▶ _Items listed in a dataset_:
.....

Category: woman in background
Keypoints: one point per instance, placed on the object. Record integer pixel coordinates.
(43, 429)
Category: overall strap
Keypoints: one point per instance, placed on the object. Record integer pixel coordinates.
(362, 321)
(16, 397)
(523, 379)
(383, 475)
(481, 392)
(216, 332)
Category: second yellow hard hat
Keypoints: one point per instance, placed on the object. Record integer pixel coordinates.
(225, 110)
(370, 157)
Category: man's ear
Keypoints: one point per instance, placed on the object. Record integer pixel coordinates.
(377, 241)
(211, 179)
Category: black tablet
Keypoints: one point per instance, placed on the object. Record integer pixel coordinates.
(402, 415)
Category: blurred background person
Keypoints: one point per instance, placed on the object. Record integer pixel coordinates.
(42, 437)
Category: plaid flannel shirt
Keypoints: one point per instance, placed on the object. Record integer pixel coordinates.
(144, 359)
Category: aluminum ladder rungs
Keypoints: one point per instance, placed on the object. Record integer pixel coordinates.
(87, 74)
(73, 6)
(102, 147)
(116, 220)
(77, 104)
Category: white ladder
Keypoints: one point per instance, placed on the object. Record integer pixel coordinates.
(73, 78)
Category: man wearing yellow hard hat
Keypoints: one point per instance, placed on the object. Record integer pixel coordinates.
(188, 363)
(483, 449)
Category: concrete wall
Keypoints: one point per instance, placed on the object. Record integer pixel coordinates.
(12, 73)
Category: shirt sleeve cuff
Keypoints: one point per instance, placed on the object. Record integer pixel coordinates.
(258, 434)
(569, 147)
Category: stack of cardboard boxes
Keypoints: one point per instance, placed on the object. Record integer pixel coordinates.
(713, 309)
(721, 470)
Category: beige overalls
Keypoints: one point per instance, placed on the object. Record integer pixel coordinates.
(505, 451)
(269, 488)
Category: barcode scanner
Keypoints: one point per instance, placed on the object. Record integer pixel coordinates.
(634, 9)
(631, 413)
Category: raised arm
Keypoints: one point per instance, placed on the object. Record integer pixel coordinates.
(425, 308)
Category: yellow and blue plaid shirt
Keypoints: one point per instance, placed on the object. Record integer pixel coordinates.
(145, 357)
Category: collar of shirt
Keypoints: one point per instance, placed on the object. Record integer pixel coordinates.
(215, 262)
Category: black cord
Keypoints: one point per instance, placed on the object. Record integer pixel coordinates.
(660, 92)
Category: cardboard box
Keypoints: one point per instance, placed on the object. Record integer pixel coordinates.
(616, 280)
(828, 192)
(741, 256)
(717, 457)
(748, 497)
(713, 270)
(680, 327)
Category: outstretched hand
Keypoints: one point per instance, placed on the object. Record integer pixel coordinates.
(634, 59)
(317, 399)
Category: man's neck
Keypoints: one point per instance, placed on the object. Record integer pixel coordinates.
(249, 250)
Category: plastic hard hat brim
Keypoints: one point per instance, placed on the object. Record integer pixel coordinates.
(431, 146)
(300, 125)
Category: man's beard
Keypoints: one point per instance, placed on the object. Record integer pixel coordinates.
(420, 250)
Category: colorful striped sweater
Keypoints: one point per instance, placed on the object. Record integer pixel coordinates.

.....

▶ _EXERCISE PROMPT_:
Copy out every row above, word for word.

▶ _RESULT OF THE TASK_:
Category: woman in background
Keypoints: one point per instance, placed on the object. Record integer pixel coordinates.
(43, 429)
Category: overall strap
Keypoints: one point per instance, placed on the object. Record integer pixel coordinates.
(362, 321)
(16, 397)
(523, 379)
(383, 475)
(481, 392)
(216, 332)
Category: second yellow hard hat
Keypoints: one point per instance, placed on the object. Record integer pixel coordinates.
(225, 110)
(370, 157)
Category: man's ear
Keypoints: one point per instance, placed on the object. Record integer pixel coordinates.
(377, 241)
(211, 179)
Category: black tablet
Keypoints: one point per instance, placed on the object. Record integer pixel coordinates.
(402, 415)
Category: blurred background person
Keypoints: one point per instance, placed on the object. Record integer pixel coordinates.
(42, 437)
Category: plaid flannel shirt
Keypoints: one point per instance, placed on the object. Record integer pixel coordinates.
(144, 359)
Category: aluminum ladder rungs
Keypoints: one point per instance, placed on the object. Record integer pixel coordinates.
(87, 74)
(73, 6)
(102, 147)
(116, 220)
(77, 104)
Category: white ladder
Keypoints: one point per instance, placed on the object. Record integer pixel coordinates.
(73, 78)
Category: man wearing yellow hard hat
Keypoints: one point per instance, placed on the object. Record integer pixel coordinates.
(188, 363)
(483, 449)
Category: concrete wall
Keypoints: one point per instance, placed on the object. Record integer pixel coordinates.
(12, 73)
Category: shirt sleeve cuff
Keypoints: one point per instance, placed on the object. Record integer pixel coordinates.
(258, 434)
(569, 147)
Category: stack of cardboard boxes
Keypoints: one point per instance, placed on the object. Record integer pixel coordinates.
(713, 309)
(721, 470)
Category: beige overalls
Keypoints: one point per instance, placed on the object. Record integer pixel coordinates.
(505, 451)
(269, 488)
Category: barcode scanner
Keypoints: one point per instance, placed on the object. Record integer pixel coordinates.
(634, 9)
(631, 413)
Category: raised arm
Keypoints: one point per instance, placed on the object. Record integer pixel coordinates.
(425, 308)
Category: yellow and blue plaid shirt
Keypoints: one point per instance, placed on the object. Record integer pixel coordinates.
(145, 357)
Category: collar of shirt
Keypoints: one point per instance, placed on the object. Record integer pixel coordinates.
(215, 262)
Category: black cord
Keypoints: one point per instance, placed on the object. Record integer pixel coordinates.
(660, 92)
Category: cardboard box
Keypoints: one point per instance, placed on the object. Record integer pixel coordinates.
(616, 280)
(828, 192)
(741, 256)
(717, 457)
(748, 497)
(713, 270)
(680, 327)
Category: outstretched hand
Keypoints: one point per instance, placed on the object. Record integer pixel coordinates.
(634, 59)
(317, 399)
Category: man's neck
Keypoints: one point per instance, placed on the object. Record integer pixel coordinates.
(249, 250)
Category: plastic hard hat brim
Keypoints: one point per instance, placed on the object. Record integer pixel coordinates.
(431, 146)
(300, 125)
Category: man's beard
Keypoints: one point per instance, placed on the object. Record integer pixel coordinates.
(420, 250)
Category: colorful striped sweater
Keypoints: one point per instance, placed on the object. Record integer pixel coordinates.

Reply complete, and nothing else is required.